§ **EXERCISE INPUT**:

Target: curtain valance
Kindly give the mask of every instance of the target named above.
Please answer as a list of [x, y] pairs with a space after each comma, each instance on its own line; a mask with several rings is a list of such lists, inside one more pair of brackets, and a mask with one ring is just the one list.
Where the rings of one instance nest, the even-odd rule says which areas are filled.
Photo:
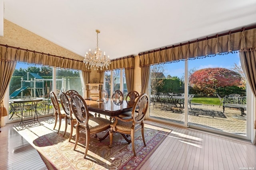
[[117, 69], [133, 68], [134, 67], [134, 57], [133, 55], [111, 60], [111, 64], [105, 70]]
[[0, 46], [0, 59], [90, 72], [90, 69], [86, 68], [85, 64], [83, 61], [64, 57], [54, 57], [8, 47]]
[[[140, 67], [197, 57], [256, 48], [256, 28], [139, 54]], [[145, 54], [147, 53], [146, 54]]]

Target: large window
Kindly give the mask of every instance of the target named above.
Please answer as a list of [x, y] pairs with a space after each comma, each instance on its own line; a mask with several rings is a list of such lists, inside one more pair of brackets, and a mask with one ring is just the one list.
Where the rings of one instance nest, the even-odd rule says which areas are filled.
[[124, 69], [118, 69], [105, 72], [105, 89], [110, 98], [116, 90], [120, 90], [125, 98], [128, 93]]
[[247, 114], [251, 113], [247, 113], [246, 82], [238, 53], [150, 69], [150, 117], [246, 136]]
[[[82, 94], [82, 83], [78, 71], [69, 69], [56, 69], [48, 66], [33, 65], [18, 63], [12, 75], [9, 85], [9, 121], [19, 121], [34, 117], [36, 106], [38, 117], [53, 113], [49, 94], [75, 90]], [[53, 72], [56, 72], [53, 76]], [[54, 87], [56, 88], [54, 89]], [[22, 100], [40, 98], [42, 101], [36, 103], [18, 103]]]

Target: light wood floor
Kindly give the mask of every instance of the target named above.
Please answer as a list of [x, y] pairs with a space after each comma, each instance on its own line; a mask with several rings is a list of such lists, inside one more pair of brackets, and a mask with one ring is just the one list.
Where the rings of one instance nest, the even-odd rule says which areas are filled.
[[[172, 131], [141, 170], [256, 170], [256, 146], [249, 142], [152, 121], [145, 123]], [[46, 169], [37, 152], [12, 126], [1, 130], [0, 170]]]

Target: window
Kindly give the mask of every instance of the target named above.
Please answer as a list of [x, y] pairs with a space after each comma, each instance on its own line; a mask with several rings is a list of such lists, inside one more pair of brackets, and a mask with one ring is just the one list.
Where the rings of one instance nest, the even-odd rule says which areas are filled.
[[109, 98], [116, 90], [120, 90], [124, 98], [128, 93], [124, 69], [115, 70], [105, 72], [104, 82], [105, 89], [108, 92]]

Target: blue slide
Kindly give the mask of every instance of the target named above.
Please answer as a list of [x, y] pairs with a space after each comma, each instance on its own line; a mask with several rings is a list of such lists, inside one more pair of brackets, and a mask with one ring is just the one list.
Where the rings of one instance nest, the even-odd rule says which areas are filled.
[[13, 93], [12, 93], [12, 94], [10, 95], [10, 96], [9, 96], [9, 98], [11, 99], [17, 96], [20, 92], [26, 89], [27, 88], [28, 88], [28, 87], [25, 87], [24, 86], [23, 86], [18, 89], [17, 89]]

§ **TASK INSTRUCTIONS**: Rescale the records from the start through the line containing "53], [146, 54]]]", inclusive, and give those lines again with their requests. Multiply every coordinate in the answers by 1.35 and round to whole numbers, with halves rounding up, but leave the numbers in the requests unchanged and omit the pictures.

§ **RESULT OF THE EXERCISE**:
Target: curtain valance
Kindly give the mask of every instance of the target named above.
Please answer as a list of [x, y] pairs with a space after each comma, each instance on its own line; a mask with several rings is a list of such lists, inside one more pair of brackets, and a mask with one ring is just the one list.
Where the rings of one instance nest, the even-odd rule says which areas are filled.
Photo:
[[158, 93], [180, 92], [181, 90], [181, 77], [180, 74], [150, 81], [150, 86], [142, 95]]
[[0, 62], [0, 80], [122, 97], [122, 93], [116, 92], [115, 86], [112, 82], [86, 77], [73, 77], [11, 63]]
[[[189, 90], [266, 77], [346, 65], [346, 38], [188, 73]], [[196, 73], [198, 72], [197, 73]]]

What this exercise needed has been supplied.